TASK
Beginning at the line containing "Guideline: for every instance of the storm", output every line to the end of the data below exactly as it appears.

STORED RECORDS
####################

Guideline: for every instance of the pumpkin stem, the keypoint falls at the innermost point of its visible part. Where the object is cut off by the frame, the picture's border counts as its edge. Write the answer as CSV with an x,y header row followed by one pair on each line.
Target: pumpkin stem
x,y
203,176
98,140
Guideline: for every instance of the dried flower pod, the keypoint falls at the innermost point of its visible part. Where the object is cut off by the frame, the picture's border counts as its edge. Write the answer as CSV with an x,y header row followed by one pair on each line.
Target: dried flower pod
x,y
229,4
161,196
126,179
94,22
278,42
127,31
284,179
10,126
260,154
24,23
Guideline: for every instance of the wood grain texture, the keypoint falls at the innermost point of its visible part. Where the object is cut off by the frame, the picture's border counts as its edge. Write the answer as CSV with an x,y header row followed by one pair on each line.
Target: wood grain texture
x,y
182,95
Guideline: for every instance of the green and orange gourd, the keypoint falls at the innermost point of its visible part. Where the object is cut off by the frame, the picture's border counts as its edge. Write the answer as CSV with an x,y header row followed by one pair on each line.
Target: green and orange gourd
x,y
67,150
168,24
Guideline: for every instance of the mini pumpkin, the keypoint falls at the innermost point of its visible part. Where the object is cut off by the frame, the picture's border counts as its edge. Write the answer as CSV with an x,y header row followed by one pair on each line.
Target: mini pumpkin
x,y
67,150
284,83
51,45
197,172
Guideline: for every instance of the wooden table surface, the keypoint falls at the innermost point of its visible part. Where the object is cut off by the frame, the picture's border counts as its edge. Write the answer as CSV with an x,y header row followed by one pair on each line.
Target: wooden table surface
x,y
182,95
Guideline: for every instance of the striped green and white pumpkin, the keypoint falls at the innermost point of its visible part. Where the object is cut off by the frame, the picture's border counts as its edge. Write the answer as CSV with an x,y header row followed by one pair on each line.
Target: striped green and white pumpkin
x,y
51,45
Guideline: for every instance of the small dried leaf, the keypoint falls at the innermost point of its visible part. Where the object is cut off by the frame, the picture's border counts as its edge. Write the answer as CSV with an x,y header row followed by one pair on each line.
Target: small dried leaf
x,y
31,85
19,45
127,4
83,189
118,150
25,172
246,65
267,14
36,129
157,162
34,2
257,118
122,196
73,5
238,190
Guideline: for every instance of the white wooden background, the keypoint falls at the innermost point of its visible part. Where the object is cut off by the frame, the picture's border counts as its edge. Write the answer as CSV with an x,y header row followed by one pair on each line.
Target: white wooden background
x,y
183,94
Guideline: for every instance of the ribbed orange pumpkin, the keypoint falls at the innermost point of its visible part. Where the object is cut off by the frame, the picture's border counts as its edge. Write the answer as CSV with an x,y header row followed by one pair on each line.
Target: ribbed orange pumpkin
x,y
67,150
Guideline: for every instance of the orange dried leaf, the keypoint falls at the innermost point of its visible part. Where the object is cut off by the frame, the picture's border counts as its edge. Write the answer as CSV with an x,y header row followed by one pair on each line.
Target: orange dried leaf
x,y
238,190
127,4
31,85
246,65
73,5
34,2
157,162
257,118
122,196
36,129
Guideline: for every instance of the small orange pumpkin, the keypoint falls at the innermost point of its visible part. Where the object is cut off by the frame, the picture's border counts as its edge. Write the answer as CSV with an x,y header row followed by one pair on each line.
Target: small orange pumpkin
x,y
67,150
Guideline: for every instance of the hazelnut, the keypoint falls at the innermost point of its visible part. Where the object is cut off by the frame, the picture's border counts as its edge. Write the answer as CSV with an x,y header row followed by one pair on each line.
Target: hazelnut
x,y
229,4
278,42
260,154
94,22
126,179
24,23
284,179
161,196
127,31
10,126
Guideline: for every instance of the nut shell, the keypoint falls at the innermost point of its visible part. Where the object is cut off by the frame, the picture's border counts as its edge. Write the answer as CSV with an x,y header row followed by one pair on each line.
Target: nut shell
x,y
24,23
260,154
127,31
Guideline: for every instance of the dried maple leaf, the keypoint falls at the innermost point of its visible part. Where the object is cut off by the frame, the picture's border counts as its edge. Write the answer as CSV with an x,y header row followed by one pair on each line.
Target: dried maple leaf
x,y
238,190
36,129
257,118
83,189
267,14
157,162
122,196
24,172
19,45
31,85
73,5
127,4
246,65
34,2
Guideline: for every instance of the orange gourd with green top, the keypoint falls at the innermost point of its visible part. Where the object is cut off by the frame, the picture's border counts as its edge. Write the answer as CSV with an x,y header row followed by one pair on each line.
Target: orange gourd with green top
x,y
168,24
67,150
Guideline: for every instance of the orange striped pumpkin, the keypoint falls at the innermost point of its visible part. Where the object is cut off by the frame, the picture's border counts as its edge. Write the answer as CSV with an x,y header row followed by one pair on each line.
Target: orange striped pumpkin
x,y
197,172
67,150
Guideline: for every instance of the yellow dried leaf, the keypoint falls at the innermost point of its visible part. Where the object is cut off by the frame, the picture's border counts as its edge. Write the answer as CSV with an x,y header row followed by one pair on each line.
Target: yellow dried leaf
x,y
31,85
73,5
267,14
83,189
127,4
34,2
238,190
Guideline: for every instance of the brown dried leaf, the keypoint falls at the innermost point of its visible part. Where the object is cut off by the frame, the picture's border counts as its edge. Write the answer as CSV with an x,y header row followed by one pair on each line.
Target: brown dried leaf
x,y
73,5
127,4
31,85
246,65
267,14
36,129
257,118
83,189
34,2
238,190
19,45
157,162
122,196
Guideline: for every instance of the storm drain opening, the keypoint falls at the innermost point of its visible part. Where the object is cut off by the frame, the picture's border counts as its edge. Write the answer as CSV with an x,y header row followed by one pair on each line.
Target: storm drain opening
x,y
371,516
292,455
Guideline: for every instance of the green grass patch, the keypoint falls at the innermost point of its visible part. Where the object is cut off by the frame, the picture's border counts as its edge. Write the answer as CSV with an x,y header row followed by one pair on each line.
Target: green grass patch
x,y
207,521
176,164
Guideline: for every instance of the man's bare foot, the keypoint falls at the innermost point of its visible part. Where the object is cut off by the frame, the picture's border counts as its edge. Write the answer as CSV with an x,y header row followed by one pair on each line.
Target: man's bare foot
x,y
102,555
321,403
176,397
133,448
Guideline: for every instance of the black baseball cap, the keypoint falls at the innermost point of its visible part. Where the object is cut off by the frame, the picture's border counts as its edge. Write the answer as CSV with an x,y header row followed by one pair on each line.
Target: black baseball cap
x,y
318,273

####################

RESPONSE FOR THIS EXERCISE
Guideline: for every instance of the storm drain opening, the keypoint falls at the innermost point of its visible part. Where the object is cut off by the frame, the picture's border counts as its edge. Write the answer as CSV with an x,y header row followed by one pair on each line.
Target: storm drain opening
x,y
371,516
292,455
Guideline: for every instance of the green grass patch, the keypoint falls at the innermost point of its visible part. Where the object is cut off by the frame, the picture's border counts as its edge. Write the answer as CSV with an x,y header row followed by one pair on each line.
Target: green grass patch
x,y
207,521
176,164
Guideline: for every instance of the man's bare foot, the keypoint falls at the innermost point of its visible part. Where the object is cut off by the frame, the picture's border counts as its edge. Write the answer as CSV with an x,y header row followed by one pair on each line.
Target: man's bare foot
x,y
102,555
321,403
176,397
133,448
Guideline: for every instance of the black baseball cap, the keypoint falls at the innermost point of its visible part. Where the object is cut off by the frame, the picture's border counts as its edge. Write the answer as CSV with an x,y header row followed by one pair on each line.
Target: black baseball cap
x,y
318,273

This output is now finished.